(Referring expression data)
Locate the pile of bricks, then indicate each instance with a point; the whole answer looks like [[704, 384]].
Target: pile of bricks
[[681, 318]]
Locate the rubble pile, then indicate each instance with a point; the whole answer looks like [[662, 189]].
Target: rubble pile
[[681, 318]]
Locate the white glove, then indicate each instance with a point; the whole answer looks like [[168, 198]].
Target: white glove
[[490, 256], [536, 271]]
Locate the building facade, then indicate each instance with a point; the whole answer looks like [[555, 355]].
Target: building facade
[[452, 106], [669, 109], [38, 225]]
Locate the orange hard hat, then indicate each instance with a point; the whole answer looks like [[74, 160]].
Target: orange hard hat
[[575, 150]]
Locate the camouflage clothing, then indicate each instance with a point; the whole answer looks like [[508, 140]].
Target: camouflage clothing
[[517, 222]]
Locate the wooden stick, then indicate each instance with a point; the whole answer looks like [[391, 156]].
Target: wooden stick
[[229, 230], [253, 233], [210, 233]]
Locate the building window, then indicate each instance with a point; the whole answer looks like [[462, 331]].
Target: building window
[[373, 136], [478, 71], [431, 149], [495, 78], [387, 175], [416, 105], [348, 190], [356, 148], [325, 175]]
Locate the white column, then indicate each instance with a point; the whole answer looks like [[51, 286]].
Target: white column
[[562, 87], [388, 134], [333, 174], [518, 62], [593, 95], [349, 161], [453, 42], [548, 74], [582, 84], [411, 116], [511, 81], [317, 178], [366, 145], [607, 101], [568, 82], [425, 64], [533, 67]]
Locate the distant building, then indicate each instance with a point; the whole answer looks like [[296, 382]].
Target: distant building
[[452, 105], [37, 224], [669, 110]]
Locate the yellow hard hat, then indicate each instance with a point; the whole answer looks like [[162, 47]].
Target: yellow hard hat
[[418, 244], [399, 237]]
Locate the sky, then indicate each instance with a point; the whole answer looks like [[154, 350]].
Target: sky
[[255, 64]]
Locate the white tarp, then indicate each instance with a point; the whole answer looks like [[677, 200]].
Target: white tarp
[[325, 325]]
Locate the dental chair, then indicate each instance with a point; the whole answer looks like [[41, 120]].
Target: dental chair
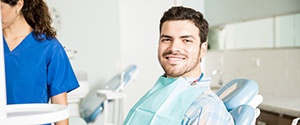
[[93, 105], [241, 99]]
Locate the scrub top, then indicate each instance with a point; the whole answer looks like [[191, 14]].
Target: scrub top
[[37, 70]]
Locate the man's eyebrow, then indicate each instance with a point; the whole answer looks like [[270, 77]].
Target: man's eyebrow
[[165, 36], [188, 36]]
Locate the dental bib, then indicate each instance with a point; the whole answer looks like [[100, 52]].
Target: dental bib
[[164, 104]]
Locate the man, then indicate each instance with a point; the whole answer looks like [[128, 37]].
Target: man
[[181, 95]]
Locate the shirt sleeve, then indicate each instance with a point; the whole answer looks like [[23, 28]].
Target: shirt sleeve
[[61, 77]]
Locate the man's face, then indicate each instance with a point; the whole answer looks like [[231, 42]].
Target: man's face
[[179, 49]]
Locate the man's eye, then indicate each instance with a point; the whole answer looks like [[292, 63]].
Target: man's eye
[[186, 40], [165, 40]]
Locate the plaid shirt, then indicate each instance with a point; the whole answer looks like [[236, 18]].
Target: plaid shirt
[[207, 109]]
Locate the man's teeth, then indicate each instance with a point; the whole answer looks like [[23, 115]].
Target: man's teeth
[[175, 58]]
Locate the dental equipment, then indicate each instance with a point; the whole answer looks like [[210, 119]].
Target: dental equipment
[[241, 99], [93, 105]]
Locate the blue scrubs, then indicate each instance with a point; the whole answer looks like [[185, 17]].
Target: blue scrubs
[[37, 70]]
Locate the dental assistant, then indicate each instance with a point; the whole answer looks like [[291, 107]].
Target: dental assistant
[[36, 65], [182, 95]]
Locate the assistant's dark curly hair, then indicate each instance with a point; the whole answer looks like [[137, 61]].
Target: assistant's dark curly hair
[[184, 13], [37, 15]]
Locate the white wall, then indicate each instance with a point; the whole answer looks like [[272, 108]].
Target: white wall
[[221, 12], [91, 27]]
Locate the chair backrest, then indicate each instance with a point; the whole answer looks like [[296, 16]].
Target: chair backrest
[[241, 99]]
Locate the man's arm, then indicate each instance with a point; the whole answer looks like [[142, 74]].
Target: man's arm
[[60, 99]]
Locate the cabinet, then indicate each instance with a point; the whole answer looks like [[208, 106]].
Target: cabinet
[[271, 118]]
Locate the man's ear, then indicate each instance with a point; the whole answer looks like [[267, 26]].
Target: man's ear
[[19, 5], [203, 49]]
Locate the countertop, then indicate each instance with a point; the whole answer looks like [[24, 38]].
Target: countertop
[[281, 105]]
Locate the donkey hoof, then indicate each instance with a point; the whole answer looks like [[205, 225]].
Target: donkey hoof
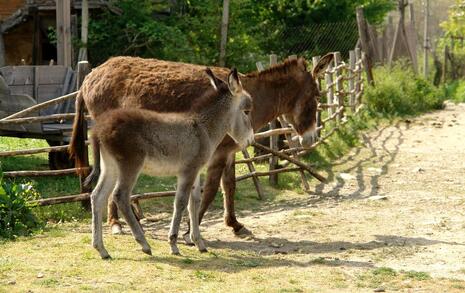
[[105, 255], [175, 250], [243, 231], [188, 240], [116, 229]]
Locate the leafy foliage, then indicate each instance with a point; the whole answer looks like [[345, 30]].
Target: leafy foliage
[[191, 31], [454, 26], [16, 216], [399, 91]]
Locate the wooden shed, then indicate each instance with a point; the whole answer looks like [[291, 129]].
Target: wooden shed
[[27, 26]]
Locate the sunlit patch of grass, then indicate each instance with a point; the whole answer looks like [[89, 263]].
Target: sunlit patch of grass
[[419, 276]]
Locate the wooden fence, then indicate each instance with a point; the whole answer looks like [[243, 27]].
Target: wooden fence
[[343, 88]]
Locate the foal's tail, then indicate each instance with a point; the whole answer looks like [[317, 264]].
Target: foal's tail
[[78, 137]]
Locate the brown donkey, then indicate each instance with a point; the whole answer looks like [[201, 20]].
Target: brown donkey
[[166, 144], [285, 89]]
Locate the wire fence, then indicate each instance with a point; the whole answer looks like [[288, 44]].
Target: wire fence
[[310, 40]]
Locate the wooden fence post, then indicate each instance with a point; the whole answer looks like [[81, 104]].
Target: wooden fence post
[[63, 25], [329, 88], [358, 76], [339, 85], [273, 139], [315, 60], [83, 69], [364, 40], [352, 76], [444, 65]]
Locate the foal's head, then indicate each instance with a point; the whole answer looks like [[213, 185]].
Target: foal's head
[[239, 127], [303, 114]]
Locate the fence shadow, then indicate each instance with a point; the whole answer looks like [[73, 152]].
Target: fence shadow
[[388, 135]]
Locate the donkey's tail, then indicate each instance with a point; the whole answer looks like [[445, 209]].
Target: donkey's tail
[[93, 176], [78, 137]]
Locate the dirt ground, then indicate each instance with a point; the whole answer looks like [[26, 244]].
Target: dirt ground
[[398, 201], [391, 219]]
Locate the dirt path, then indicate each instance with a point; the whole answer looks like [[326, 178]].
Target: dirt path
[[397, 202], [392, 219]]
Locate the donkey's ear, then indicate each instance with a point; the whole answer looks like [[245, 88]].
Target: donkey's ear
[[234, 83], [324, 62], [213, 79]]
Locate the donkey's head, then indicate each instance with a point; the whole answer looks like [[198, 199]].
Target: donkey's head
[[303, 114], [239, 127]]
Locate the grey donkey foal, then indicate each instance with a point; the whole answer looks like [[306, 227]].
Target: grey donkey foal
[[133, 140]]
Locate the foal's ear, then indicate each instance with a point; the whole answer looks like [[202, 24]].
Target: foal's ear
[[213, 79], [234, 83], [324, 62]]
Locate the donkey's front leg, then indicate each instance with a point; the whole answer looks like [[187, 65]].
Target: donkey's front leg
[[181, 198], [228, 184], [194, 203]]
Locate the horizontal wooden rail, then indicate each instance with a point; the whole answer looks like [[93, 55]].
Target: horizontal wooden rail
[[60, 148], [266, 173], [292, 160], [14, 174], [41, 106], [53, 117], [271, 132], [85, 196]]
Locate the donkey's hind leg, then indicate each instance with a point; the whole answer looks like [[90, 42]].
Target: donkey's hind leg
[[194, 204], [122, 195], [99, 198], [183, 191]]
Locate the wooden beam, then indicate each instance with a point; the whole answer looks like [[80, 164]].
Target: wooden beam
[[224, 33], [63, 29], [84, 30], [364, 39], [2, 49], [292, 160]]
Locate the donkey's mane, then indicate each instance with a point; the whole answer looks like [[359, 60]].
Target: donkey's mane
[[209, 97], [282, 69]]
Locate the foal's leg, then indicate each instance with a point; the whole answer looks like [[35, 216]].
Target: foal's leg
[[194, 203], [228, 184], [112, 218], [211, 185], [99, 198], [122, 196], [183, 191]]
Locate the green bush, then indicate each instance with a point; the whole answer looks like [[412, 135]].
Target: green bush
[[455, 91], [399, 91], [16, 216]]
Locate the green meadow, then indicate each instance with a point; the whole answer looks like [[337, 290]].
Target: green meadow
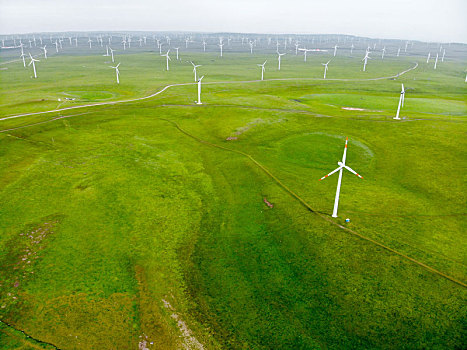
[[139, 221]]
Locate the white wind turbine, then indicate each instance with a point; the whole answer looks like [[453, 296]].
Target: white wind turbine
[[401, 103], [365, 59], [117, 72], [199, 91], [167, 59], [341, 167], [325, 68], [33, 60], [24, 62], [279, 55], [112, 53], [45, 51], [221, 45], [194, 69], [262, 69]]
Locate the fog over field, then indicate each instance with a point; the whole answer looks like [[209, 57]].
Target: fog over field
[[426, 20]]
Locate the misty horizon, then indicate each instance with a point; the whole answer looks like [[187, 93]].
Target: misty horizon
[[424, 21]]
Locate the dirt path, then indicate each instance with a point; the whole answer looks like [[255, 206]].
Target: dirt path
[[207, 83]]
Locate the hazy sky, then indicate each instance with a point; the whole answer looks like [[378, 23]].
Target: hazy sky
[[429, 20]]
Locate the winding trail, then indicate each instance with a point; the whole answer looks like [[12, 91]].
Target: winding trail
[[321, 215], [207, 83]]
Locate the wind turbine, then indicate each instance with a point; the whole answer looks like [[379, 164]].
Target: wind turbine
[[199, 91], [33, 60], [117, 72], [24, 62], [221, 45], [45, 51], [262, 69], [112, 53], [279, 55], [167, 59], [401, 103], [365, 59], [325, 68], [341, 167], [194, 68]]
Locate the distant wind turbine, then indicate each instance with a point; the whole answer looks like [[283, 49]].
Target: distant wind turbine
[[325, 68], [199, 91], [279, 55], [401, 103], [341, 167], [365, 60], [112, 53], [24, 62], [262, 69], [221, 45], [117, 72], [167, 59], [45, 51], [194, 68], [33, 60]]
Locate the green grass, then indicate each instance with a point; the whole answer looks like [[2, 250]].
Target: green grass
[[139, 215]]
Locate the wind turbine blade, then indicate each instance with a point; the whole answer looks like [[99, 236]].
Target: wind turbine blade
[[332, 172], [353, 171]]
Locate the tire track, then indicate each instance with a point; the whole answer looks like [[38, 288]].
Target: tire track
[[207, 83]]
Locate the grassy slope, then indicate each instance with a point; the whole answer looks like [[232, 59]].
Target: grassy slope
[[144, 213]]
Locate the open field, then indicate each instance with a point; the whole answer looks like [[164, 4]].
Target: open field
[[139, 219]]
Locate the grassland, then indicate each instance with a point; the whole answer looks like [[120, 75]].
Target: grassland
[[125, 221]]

→ Task to carry out
Copy word for word the lines of the records above from the one with "Locate the foal's leg, then" up to and including the one with "Locate the wind turbine, then". Skip the pictures.

→ Your response
Locate the foal's leg, then indicate each instance with a point; the whole answer looks like [[35, 216]].
Target: foal's leg
[[194, 203], [228, 184], [112, 218], [211, 185], [99, 198], [122, 196], [183, 191]]
Locate the green bush, then indicate each instance with a point; the whole answer looks like [[412, 135]].
Target: green bush
[[455, 91], [399, 91], [16, 216]]
Locate the green meadow, then indicate each instance with a point; the whole answer looks like [[337, 290]].
Target: green meadow
[[139, 221]]
Locate the white wind turbine, then indicate each instance with a point; the whole answer looks like [[453, 296]].
Target: white wind turbine
[[401, 103], [365, 59], [117, 72], [199, 91], [167, 59], [341, 167], [325, 68], [33, 60], [24, 62], [279, 55], [112, 53], [45, 51], [221, 45], [194, 69], [262, 69]]
Locate the fog over field, then indicate each instance with a point; the whole answer looks like [[209, 57]].
Target: fog over field
[[426, 20]]
Locate the misty horizon, then indicate each instance with a point; the whole answer looks like [[187, 93]].
Target: misty horizon
[[424, 21]]
Locate the dirt path, then indicate each instance with a point; the whole answer looks like [[255, 206]].
Target: dirt path
[[207, 83]]
Locate the hazy sky, then indicate each instance with a point; the whole answer looks like [[378, 23]].
Target: hazy sky
[[429, 20]]
Locate the winding trail, then indicate each instance with a point; the whole answer looks like [[12, 91]].
Target: winding trail
[[321, 215], [207, 83]]
Locate the wind turbine, then indicate each instance with a point; the whole answer looks like [[379, 164]].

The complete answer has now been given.